=== DATA LINES ===

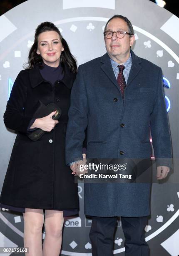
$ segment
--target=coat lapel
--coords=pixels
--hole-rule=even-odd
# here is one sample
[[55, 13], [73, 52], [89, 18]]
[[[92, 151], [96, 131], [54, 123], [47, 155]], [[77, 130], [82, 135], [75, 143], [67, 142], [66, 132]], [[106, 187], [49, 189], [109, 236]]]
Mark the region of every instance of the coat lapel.
[[141, 63], [140, 58], [136, 55], [131, 50], [130, 51], [132, 56], [132, 65], [127, 79], [127, 86], [128, 86], [135, 78], [142, 69], [141, 65], [139, 65]]
[[[76, 74], [71, 72], [67, 64], [63, 66], [64, 75], [61, 80], [68, 89], [72, 88], [75, 79]], [[33, 69], [30, 70], [30, 77], [31, 86], [34, 88], [45, 81], [39, 71], [37, 64], [35, 65]]]
[[101, 64], [101, 69], [109, 77], [111, 82], [120, 91], [120, 88], [117, 83], [114, 73], [113, 69], [112, 69], [110, 58], [107, 53], [105, 54], [104, 55], [102, 56], [100, 62]]
[[[132, 65], [127, 80], [127, 86], [135, 78], [142, 68], [141, 66], [139, 64], [141, 63], [140, 58], [136, 55], [132, 50], [131, 50], [130, 52], [132, 56]], [[120, 91], [120, 88], [112, 69], [110, 58], [107, 53], [102, 56], [100, 62], [101, 69]]]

===

▶ SET TASK: Leave out the pictures and reproduce the rest of the listing exactly.

▶ SOLUTION TO THIS PROBLEM:
$ segment
--target=coat lapel
--coords=pixels
--hole-rule=even-odd
# here is one sample
[[55, 13], [73, 52], [89, 18]]
[[[92, 151], [96, 131], [54, 123], [47, 155]], [[77, 130], [82, 135], [75, 143], [67, 142], [66, 132]], [[106, 187], [49, 189], [109, 236]]]
Mark the region of every instance of the coat lapel.
[[141, 63], [140, 58], [136, 55], [131, 50], [130, 51], [132, 56], [132, 65], [127, 79], [127, 86], [128, 86], [135, 78], [142, 69], [141, 65], [139, 65]]
[[[76, 74], [71, 72], [67, 64], [63, 66], [64, 75], [61, 80], [68, 89], [72, 88], [75, 79]], [[33, 69], [30, 70], [30, 77], [31, 86], [34, 88], [45, 81], [39, 71], [37, 64], [35, 65]]]
[[101, 64], [101, 69], [109, 77], [111, 82], [120, 91], [120, 88], [117, 83], [114, 73], [113, 69], [112, 69], [110, 58], [107, 53], [105, 54], [104, 55], [102, 56], [100, 62]]
[[[132, 65], [127, 80], [127, 86], [135, 78], [142, 68], [141, 66], [139, 64], [141, 63], [140, 58], [136, 55], [132, 50], [131, 50], [130, 52], [132, 56]], [[120, 91], [120, 88], [112, 69], [110, 58], [107, 53], [102, 56], [100, 62], [101, 69]]]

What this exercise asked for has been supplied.